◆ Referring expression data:
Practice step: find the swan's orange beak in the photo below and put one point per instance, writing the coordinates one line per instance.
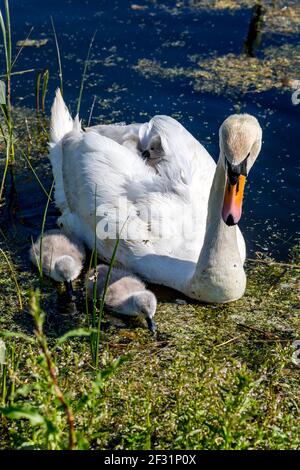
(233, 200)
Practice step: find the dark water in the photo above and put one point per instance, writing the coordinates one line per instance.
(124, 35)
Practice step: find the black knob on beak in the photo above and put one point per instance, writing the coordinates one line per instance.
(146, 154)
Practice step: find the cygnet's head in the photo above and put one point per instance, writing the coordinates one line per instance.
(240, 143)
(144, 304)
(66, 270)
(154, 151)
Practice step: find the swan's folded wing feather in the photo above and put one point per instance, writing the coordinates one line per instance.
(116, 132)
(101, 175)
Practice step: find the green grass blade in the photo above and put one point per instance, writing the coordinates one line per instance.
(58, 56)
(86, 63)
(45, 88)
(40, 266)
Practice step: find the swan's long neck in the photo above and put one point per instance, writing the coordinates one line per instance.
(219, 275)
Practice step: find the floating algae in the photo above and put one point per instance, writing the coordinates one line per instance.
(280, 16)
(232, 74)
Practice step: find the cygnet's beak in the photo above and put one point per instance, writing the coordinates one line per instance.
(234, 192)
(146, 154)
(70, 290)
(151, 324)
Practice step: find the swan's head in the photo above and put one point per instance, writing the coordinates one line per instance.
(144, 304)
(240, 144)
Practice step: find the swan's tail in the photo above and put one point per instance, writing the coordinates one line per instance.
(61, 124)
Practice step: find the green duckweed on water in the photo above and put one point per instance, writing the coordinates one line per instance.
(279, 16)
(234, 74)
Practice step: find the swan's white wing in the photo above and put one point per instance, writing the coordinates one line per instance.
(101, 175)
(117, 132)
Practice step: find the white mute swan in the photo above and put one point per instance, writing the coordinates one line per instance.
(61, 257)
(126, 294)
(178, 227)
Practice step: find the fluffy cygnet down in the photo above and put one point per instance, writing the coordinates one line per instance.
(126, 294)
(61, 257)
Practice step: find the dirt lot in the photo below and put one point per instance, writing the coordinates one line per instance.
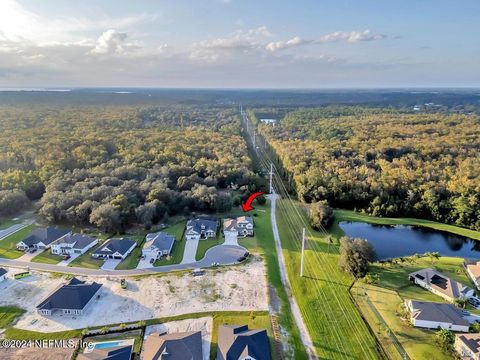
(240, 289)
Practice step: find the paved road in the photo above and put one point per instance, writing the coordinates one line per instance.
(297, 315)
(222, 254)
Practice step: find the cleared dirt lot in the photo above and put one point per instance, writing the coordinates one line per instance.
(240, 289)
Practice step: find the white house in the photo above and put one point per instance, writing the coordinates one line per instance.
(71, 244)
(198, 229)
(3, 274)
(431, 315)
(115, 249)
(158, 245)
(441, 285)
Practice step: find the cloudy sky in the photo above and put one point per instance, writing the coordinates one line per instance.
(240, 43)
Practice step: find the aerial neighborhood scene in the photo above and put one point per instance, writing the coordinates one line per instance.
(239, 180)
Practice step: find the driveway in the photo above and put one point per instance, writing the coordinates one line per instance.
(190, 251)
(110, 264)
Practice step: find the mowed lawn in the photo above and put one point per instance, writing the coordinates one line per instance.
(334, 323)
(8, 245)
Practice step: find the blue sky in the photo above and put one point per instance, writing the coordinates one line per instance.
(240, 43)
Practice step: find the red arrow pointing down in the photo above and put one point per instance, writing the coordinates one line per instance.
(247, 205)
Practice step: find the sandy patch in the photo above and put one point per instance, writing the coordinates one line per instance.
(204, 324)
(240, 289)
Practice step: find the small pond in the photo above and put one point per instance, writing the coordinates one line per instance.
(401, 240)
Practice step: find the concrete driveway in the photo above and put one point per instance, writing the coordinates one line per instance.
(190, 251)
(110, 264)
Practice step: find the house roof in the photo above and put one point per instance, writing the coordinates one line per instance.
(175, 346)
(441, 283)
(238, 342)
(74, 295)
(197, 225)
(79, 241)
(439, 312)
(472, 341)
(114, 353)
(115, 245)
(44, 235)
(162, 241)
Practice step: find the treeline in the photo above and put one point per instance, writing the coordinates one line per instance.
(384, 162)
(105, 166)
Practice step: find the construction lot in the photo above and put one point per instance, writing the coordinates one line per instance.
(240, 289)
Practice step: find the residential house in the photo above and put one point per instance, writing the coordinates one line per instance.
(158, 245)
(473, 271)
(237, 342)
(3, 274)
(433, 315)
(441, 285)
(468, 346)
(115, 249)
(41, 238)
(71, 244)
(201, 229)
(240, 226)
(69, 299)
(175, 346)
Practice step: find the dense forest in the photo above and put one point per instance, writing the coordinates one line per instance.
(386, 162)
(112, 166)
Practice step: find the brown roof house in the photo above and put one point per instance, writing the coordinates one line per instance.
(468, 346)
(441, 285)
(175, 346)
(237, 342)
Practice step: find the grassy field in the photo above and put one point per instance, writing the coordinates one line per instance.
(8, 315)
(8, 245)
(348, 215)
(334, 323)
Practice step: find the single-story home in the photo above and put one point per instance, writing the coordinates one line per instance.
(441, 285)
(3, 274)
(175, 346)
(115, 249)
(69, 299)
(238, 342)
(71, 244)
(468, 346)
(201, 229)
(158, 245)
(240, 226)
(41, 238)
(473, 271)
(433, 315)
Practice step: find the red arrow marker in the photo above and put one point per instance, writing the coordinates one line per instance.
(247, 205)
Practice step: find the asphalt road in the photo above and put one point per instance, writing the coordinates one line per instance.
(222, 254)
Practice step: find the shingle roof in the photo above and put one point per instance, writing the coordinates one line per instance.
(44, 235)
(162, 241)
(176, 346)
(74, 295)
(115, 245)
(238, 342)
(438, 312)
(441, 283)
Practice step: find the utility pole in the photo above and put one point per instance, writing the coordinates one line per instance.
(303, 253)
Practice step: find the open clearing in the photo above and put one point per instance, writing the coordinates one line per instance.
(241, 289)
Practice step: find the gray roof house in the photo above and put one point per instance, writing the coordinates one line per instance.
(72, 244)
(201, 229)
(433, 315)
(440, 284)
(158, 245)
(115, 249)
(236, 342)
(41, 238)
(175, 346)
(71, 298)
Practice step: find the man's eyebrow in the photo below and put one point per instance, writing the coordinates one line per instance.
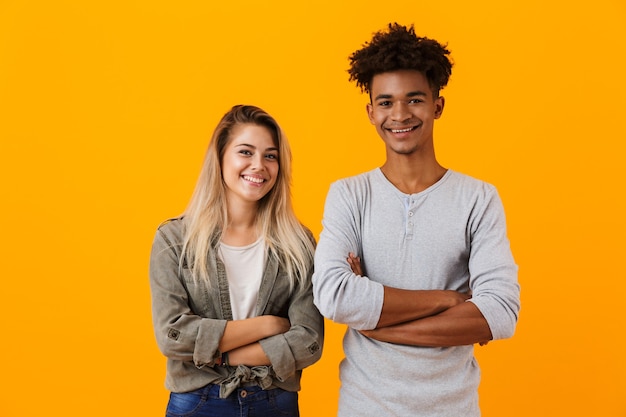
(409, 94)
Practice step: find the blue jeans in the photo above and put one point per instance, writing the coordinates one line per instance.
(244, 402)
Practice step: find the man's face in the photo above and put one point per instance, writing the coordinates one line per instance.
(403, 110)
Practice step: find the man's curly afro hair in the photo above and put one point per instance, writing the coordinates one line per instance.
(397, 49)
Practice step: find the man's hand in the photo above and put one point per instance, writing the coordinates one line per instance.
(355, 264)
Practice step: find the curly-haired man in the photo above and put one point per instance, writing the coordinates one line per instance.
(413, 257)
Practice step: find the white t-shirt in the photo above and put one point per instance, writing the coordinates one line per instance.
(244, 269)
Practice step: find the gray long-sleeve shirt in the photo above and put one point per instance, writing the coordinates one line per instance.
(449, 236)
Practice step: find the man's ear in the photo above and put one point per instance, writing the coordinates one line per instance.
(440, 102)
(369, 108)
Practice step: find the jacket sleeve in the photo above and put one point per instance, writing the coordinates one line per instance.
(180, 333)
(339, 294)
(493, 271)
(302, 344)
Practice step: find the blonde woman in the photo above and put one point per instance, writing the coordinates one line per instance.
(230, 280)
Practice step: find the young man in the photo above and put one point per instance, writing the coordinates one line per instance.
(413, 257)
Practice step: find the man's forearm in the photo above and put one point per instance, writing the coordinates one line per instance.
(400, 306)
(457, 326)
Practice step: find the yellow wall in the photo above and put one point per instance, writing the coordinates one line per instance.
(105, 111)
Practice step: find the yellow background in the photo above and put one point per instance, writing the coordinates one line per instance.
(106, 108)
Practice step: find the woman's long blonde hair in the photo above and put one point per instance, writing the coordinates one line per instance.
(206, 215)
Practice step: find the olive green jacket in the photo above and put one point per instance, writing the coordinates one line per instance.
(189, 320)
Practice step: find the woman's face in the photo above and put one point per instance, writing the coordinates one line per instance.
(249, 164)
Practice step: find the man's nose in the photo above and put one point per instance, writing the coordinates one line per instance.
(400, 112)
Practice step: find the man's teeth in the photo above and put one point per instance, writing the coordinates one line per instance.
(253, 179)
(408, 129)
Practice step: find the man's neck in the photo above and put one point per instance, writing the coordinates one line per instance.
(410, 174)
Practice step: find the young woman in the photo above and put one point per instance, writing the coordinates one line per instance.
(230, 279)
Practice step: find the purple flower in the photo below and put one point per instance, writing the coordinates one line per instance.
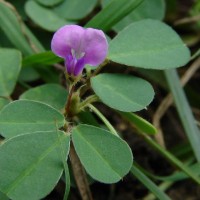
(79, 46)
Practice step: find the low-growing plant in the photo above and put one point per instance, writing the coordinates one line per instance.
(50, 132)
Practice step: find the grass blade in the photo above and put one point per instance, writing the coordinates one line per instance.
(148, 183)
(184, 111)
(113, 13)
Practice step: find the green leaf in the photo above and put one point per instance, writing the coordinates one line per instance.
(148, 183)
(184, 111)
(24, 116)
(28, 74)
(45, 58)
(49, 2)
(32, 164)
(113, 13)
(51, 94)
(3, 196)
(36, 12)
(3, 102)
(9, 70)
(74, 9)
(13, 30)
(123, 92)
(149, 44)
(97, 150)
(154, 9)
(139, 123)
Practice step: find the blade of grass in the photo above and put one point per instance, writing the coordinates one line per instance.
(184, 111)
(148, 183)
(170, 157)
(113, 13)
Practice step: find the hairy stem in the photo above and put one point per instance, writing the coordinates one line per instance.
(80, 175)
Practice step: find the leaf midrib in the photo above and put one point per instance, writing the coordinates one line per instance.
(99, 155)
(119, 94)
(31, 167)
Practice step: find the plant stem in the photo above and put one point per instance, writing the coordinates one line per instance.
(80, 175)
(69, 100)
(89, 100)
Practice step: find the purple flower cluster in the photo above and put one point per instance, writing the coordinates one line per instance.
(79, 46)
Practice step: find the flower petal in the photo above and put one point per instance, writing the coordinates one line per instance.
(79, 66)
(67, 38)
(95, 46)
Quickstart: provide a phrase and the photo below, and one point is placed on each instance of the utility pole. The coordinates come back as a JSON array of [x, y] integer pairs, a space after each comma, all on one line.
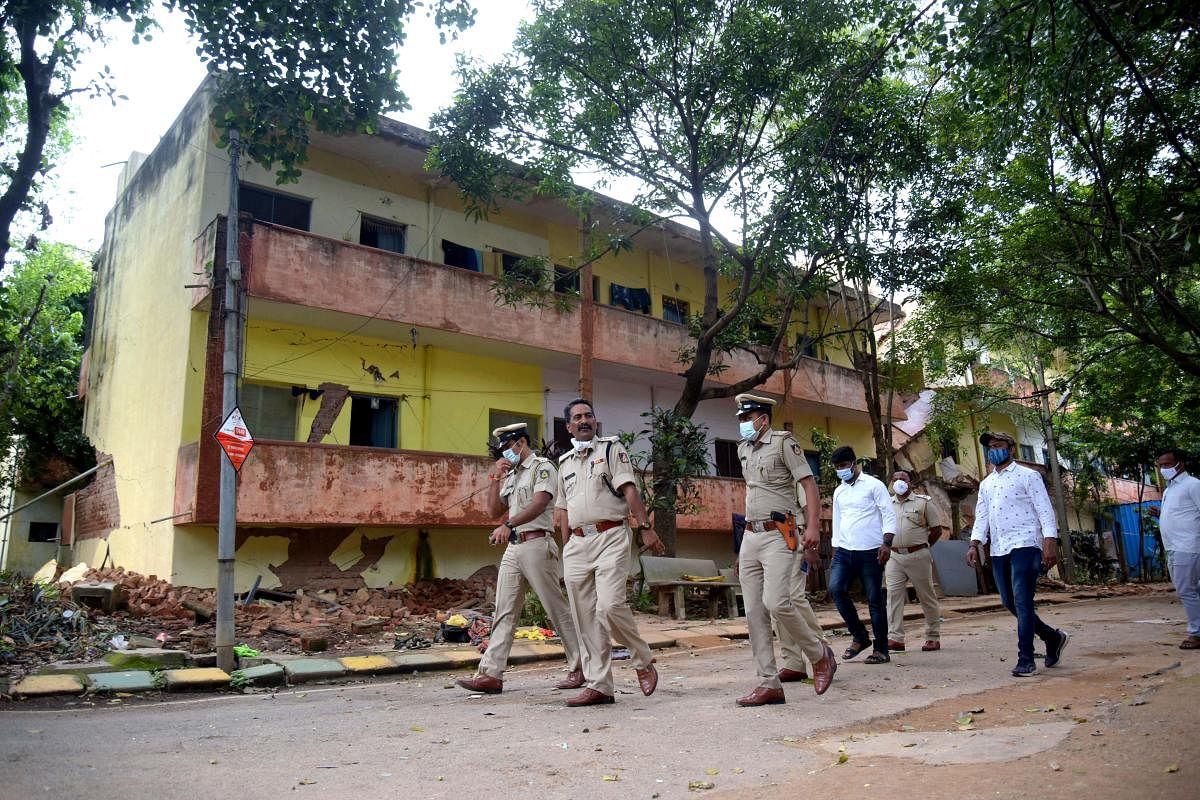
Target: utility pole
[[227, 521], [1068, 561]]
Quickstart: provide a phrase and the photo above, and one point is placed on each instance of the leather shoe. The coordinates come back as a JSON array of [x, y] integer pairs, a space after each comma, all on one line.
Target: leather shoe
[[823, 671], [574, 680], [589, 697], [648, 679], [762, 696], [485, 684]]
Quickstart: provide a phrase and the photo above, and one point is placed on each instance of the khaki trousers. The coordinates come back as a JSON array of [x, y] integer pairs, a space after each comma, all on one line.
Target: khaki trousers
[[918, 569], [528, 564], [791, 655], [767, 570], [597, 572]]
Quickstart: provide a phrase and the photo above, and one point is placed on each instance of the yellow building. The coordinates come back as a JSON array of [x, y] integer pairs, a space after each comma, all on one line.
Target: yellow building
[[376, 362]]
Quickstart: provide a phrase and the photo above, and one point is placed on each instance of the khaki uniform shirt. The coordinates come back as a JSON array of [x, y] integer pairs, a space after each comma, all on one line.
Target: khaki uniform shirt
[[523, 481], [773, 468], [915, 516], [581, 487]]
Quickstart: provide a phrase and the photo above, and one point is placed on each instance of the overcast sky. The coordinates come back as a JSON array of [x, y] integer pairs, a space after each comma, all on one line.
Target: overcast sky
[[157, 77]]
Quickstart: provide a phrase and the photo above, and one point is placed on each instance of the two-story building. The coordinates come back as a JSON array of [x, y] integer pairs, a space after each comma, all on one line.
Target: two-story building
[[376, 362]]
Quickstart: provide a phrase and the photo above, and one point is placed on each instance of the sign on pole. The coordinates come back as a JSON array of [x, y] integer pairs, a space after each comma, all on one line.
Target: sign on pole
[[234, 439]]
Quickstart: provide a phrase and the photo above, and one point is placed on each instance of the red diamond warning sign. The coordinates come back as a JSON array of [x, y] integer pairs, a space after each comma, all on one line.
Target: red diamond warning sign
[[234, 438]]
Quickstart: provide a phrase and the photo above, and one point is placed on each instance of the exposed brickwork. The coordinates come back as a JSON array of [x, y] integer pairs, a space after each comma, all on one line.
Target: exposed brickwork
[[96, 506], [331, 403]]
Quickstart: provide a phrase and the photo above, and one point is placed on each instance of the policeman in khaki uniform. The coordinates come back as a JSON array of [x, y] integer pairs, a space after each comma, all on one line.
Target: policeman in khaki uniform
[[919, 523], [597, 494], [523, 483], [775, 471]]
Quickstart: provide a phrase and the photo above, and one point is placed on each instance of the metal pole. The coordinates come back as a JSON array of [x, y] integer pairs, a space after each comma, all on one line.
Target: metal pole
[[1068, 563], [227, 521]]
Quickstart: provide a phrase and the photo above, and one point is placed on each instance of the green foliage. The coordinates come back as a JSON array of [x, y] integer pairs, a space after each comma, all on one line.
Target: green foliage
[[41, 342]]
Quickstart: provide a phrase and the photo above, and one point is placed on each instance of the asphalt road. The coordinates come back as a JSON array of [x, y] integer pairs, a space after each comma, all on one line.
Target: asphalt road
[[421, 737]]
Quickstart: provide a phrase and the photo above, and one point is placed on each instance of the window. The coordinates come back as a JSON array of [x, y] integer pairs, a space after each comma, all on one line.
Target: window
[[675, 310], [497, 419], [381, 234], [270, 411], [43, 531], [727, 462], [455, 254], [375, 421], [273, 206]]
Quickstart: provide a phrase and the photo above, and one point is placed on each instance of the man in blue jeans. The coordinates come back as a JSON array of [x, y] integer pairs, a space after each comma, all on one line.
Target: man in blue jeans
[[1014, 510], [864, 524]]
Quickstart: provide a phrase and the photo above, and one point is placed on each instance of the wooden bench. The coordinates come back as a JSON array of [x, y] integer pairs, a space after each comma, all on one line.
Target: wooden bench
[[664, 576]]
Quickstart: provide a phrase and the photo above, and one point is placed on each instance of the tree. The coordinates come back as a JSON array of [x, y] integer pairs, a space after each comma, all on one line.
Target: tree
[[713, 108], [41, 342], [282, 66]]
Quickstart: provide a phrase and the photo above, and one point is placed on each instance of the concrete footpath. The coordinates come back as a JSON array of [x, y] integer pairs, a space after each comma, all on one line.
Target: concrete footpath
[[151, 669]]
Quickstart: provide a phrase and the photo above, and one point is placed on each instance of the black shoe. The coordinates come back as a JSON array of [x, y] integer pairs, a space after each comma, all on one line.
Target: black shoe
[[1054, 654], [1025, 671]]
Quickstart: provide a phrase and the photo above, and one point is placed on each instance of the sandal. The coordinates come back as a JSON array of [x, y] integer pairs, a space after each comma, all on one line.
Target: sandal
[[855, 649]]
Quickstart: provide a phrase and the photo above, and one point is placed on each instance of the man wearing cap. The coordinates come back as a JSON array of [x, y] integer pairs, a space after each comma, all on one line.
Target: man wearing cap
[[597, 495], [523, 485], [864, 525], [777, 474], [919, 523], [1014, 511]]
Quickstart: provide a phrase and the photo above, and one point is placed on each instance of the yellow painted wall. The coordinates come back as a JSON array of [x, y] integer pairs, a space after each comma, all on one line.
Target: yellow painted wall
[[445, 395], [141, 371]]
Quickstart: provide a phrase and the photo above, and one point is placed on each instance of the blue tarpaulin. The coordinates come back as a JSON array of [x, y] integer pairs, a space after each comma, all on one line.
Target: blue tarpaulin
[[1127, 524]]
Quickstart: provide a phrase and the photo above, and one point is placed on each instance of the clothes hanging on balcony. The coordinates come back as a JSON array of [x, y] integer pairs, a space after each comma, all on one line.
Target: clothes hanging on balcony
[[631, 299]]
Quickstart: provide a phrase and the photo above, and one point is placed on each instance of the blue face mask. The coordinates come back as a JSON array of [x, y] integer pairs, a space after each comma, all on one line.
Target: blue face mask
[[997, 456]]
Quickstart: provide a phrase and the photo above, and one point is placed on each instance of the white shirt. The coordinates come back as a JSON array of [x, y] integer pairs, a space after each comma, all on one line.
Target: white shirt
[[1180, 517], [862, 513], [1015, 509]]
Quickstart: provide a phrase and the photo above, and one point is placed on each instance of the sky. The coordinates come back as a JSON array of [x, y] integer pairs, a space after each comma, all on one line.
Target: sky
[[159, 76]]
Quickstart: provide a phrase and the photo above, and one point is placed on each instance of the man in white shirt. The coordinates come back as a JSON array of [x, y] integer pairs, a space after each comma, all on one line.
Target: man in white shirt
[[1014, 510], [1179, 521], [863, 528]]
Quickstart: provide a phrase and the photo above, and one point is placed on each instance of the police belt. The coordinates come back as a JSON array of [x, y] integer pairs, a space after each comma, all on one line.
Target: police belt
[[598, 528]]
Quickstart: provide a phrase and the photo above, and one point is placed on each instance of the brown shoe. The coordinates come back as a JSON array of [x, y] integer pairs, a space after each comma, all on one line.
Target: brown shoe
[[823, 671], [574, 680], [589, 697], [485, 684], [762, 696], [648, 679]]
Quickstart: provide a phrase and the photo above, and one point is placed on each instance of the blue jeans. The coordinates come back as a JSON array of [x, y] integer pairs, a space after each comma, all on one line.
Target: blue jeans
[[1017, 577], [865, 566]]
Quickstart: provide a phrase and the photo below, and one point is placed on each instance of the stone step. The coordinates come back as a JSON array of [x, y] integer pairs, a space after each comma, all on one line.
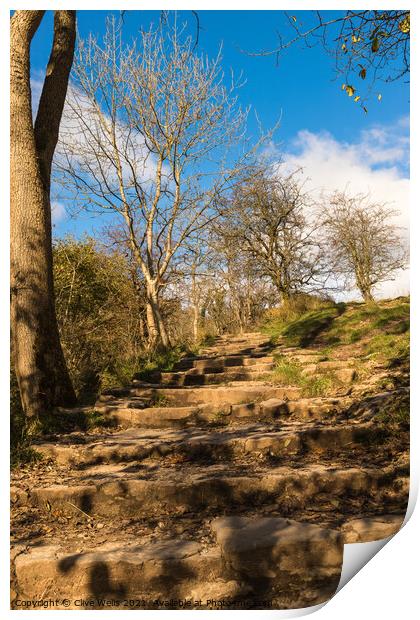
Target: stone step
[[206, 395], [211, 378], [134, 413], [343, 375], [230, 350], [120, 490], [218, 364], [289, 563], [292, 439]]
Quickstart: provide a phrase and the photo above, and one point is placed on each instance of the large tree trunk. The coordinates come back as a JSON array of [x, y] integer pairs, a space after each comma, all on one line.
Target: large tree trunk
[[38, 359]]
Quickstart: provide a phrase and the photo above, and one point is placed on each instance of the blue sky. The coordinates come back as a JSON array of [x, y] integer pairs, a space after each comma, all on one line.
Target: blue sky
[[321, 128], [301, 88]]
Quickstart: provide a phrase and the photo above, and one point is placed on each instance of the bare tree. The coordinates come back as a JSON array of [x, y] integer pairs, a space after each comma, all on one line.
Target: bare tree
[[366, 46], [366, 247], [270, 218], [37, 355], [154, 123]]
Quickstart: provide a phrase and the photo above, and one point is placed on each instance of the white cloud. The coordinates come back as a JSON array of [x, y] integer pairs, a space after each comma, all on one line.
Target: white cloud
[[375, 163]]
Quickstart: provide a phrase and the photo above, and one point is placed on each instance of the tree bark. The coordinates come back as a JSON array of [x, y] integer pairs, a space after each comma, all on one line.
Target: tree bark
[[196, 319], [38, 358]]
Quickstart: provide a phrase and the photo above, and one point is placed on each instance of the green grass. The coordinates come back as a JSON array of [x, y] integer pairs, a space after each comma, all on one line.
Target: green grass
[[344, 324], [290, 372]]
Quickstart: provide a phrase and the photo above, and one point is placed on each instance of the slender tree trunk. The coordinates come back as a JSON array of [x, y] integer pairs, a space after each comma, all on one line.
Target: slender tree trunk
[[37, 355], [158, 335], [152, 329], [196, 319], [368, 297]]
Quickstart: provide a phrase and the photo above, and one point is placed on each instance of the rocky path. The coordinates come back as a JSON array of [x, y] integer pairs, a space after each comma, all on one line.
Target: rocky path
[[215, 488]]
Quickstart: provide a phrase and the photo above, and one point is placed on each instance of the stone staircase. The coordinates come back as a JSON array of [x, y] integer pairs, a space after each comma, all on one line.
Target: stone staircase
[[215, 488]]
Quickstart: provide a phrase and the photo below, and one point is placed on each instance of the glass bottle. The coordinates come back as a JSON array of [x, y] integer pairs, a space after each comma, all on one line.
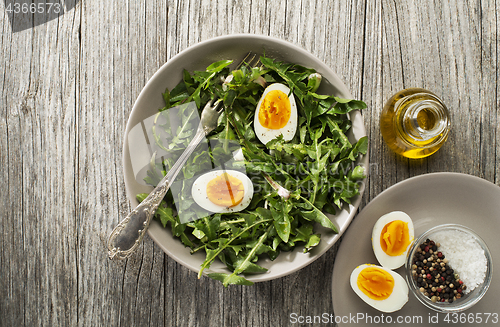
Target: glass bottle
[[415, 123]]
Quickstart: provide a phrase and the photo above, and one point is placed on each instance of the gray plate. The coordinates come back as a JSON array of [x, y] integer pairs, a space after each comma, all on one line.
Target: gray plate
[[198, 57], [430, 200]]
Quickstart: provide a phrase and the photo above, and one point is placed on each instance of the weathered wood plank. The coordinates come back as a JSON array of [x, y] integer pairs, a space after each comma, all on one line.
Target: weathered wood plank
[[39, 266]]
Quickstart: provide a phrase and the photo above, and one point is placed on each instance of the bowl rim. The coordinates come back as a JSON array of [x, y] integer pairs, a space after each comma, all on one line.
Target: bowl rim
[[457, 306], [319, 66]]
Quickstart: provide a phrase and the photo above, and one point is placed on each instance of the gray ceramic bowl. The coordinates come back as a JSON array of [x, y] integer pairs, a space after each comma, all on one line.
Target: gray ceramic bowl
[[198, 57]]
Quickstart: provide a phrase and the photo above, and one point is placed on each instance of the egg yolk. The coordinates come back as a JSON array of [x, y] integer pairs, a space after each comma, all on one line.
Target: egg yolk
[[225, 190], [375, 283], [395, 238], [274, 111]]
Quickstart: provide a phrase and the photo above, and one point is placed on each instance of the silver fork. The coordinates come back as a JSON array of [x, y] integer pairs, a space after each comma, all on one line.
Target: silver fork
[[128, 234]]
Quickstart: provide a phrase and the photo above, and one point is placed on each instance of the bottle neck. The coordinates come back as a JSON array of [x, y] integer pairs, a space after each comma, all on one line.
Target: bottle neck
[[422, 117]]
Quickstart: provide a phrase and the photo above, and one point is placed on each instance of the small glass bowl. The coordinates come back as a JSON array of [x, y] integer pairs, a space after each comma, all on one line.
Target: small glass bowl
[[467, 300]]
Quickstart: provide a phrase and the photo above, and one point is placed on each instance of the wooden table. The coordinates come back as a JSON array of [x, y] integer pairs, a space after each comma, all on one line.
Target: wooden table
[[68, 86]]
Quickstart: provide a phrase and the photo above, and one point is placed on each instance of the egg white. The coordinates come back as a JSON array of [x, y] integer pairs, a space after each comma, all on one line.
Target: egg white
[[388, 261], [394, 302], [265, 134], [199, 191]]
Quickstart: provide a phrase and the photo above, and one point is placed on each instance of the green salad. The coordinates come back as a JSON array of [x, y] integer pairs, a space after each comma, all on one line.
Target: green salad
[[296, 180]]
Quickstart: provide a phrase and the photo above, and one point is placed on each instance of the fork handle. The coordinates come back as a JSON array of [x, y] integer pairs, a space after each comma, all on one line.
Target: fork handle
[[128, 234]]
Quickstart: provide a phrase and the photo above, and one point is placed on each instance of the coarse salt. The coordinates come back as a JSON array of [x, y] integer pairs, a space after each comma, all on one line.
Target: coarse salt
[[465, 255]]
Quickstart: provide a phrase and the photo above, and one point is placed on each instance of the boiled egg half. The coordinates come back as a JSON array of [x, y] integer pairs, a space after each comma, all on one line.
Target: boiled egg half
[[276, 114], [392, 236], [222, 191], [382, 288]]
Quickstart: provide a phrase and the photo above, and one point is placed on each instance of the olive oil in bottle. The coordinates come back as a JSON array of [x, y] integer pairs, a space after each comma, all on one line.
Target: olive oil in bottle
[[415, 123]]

◆ What is needed:
From the line that contains "Target: fork handle" through the last line of the records above, copy every line exactly and leave out the rest.

◆ Answer for this exercise:
Target: fork handle
[[128, 234]]
Quickstart: provide a phrase and the photo above, and one point is placed on each instance of the coarse salt. The coordinates come back as a JSON array of [x, y] integer pairs, a space after each comma, all on one line.
Target: coarse salt
[[465, 255]]
Quickstart: provide a phrase and the photo above, and one point is placed on each instance of the boiled egg half. The coordinates come back as a JSON array of [x, y] integer pairs, a space after each comma, all on one line.
Target: boiled egg half
[[276, 114], [392, 236], [222, 191], [382, 288]]
Quickstart: provide a phrase and the photo above, and one point is placed on each instance of the olive oil in bottle. The coordinates come back as a JSON array of [x, y] integer pairs, a space after each comma, all on one line.
Target: olive oil in bottle
[[415, 123]]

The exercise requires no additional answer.